> [Exercise directions]: Repeat each entry exactly and drop the pictures.

-- Given data start --

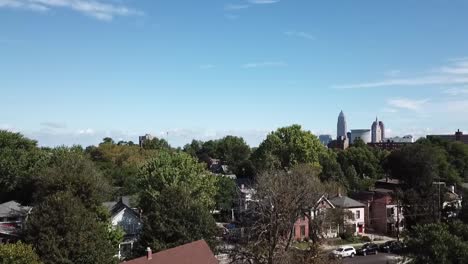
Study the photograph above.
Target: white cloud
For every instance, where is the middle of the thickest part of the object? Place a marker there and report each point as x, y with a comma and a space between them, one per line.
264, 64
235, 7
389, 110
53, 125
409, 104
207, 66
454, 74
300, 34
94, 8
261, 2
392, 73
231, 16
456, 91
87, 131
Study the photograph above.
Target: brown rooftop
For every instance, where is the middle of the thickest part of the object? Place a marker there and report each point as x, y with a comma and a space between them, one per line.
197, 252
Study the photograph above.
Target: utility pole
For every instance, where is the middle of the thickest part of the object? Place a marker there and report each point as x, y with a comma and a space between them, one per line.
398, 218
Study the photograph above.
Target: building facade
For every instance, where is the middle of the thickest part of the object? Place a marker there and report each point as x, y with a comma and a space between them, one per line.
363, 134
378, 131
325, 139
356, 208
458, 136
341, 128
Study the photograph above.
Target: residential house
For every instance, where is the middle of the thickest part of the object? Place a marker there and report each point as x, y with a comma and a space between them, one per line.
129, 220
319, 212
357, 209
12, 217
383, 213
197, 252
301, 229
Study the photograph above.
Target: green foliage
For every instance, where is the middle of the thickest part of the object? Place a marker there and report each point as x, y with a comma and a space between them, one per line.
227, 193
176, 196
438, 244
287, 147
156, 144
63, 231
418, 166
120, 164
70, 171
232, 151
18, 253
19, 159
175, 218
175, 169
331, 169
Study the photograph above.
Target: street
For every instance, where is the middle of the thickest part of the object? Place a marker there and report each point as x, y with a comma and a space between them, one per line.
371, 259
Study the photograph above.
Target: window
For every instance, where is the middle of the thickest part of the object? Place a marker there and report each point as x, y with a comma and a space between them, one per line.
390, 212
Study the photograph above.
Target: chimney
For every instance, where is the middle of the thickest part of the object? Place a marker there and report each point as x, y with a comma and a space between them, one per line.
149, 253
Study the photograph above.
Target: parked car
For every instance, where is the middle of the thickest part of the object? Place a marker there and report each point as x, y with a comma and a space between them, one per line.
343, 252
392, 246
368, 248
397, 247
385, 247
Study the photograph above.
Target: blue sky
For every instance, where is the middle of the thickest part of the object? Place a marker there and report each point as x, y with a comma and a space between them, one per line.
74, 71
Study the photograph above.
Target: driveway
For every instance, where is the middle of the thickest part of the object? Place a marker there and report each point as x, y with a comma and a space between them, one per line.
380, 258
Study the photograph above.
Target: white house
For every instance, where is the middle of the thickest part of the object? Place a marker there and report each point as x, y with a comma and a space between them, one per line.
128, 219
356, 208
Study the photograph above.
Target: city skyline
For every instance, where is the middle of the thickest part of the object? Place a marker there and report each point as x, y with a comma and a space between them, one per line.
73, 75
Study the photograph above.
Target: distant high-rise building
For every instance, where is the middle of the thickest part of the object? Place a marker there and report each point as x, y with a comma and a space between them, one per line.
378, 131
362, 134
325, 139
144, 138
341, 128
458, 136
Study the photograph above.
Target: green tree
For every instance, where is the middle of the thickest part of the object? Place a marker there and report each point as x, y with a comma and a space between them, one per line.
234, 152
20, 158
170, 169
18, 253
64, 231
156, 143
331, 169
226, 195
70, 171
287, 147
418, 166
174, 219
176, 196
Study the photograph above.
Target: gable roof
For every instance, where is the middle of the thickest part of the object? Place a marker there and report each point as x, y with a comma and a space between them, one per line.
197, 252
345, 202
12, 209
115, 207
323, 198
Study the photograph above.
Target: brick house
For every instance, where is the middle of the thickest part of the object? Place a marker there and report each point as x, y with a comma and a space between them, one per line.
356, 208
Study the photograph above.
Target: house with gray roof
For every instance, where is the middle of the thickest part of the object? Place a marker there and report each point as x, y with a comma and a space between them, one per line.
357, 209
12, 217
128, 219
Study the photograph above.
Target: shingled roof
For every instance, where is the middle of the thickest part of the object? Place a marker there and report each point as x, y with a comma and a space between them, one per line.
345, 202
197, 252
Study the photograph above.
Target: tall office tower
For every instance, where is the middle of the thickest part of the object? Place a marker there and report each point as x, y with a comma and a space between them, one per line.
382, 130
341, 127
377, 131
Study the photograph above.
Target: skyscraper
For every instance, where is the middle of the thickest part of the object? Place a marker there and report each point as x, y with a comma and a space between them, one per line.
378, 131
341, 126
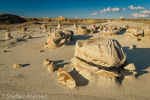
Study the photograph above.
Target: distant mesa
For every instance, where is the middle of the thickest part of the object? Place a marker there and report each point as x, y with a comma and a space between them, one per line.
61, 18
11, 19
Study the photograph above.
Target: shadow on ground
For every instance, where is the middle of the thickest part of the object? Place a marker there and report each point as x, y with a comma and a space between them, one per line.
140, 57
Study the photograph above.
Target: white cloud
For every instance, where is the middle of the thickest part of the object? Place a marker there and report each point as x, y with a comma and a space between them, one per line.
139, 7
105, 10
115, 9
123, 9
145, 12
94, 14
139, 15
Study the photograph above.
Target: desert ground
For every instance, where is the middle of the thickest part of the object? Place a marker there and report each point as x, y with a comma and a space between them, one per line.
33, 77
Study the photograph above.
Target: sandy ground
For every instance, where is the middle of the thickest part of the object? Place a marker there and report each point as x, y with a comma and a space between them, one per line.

-- Given data end --

> [Exercise answer]:
Study the photograph above.
Target: white cloud
For every instance, where is the middle of the thickest part of the object? Place a marker there and report each point as x, y with a comma and a space between them, one per line.
264, 64
235, 7
389, 110
53, 125
409, 104
207, 66
454, 74
300, 34
94, 8
261, 2
392, 73
231, 16
456, 91
87, 131
Study the photograph above.
Target: brown rooftop
For every instance, where is the middle of the thickest part of the object? Place a marker there and report each point as x, y with a comma and a space between them, one per line.
197, 252
Study the photograph above.
Target: utility pole
For every instance, where is the middle of the thickest part of the object? Place a marker there and report each point as x, y with a comma and a space between them, one per line.
398, 218
Study the photograph above.
Target: building facade
For every instance, where is the middle of the thickest part of the object? Place a marker there and report each point as x, y with a comma and a space between them, one per line.
363, 134
378, 131
325, 139
356, 208
458, 136
341, 128
Study the photograph above.
Target: residential house
For every instance, where is the middle of the thickest part of the object? Place a marker there and report each point as x, y with a comma and a space between them, one per line.
129, 220
319, 212
357, 209
12, 217
383, 213
197, 252
301, 229
Study the photograph above.
Target: green foliage
For every instance, where is the middle of the thickest part of the object? Place a marker there and report each point as x, y with a comma and a space between them, one per line.
227, 193
176, 196
438, 244
287, 147
156, 144
63, 231
418, 166
120, 164
70, 171
232, 151
18, 253
19, 159
175, 218
175, 169
331, 169
Study the photograph above.
Target: street
For every instance, where is the middle of the thickest part of the object? Place a marker there and report each point as x, y with a comma and a space between them, one per line.
371, 259
Study the photograph above.
Target: window
For every instance, where is the middle of the thickest part of the object? Place a marker there and report each point as x, y with a comma and a space between them, one per line.
390, 212
Study the photograph above.
Target: chimney
For every instance, where is the middle of the thickest part of the object? Place a marker there and report each point as x, y with a comma and a space between them, one per line.
149, 253
Study the photograph above.
Target: parked car
For every instance, where is the middle of the thickest part of the object? Place a marker there and report each point as x, y with a comma and a space between them, one per line.
343, 252
392, 246
368, 248
397, 247
385, 247
Study the photograph above.
Target: blue sky
For every instance, where is the middle of the thickest part of the object? Place a marker there and report each point as x, y with a comma and a space between them, one per line.
74, 71
Study the photograph above.
Target: driveway
For every instance, where is the middle of the thickest part of the object? Place a marker there and report each point as x, y with a comma and a space between them, one per line.
380, 258
Study the photograph above.
Target: white house
For every instance, where is the middle of the thickest part of the object? Place a marker there and report each point as x, y with a comma and a space between them, one per line.
128, 219
356, 208
Study the photograph above.
Target: city skyline
For every instance, where is the middle of the thickest part of the object? Place a marker there and report each point as x, y with a comma and a space between them, one per line.
73, 75
Study the photograph above.
Target: distant high-rise building
For every instance, where is the middle of the thickest part of the object? Place a marker there and report each point as x, y with a comma and a space between them, one per line.
378, 131
362, 134
325, 139
144, 138
341, 128
458, 136
Study the photograph above.
Target: green tree
For every instance, where is the middle of the thickest part of the object? Place a marker there and report each point as x, y with a comma and a space between them, one per line.
234, 152
20, 158
170, 169
18, 253
64, 231
156, 143
331, 169
226, 195
70, 171
287, 147
418, 166
174, 219
176, 196
Study the photograph above.
Target: gable roof
For every instance, where is the middle of the thickest part of the object? Place a marker there and report each point as x, y with a comma and a space between them, one per line.
197, 252
345, 202
12, 209
115, 207
323, 198
Study the photograph above.
Target: brick house
For every instance, where is the middle of the thickest part of the object? Place a marker there and report each point as x, y with a comma and a space between them, one per line.
356, 208
Study the photograph above.
Target: house with gray roof
For every instance, where is the middle of the thickest part of the object? Place a marker there and report each point as x, y with a comma and a space between them, one per line.
357, 209
12, 217
128, 219
Study the photograph above.
Target: shingled roof
For every instance, where is the middle of the thickest part of the object? Place a marker there and report each point as x, y with a comma and a space between them, one per line.
345, 202
197, 252
Study the photograph above.
Target: tall office tower
For every instance, where is the middle of the thickest part of the object? Place a marker there and report each point as x, y with a comma and a space between them, one per line.
382, 130
341, 127
377, 131
Study the photograph above.
Target: skyscraper
For every instance, where is the middle of the thickest part of the object? Place a marker there and report each point as x, y with a comma and a space between them, one per line.
378, 131
341, 126
Study the photograph above.
Target: distant mesa
For every instance, where is the middle of the thickest part of the object? Place a marker there and report each point as x, y with a comma and a space between them, one per line.
61, 18
11, 19
Study the photograph above.
Target: shadow on ground
For every instance, where is the middle of the thickest part of the object? Place a marker there and report each point as x, y with a comma and a space between them, one per line.
140, 57
Study the photograph above.
Target: white cloud
For every instance, where is the middle of the thickest part of the object? Place a marker there and report each point as x, y with a comma and a space between them, one per line.
139, 7
105, 10
115, 9
123, 9
145, 12
94, 14
139, 15
Study the photograph above.
Target: desert ground
For every instance, where is the middle of the thickest part of the object? Place a marker there and report each point as x, y with a comma and a space between them, one per line.
33, 77
Study the photograph above.
Target: sandy ground
For every instance, where is the middle of the thickest part of the object? Place a marker there and report each point as x, y with a comma and a space between them, one per line.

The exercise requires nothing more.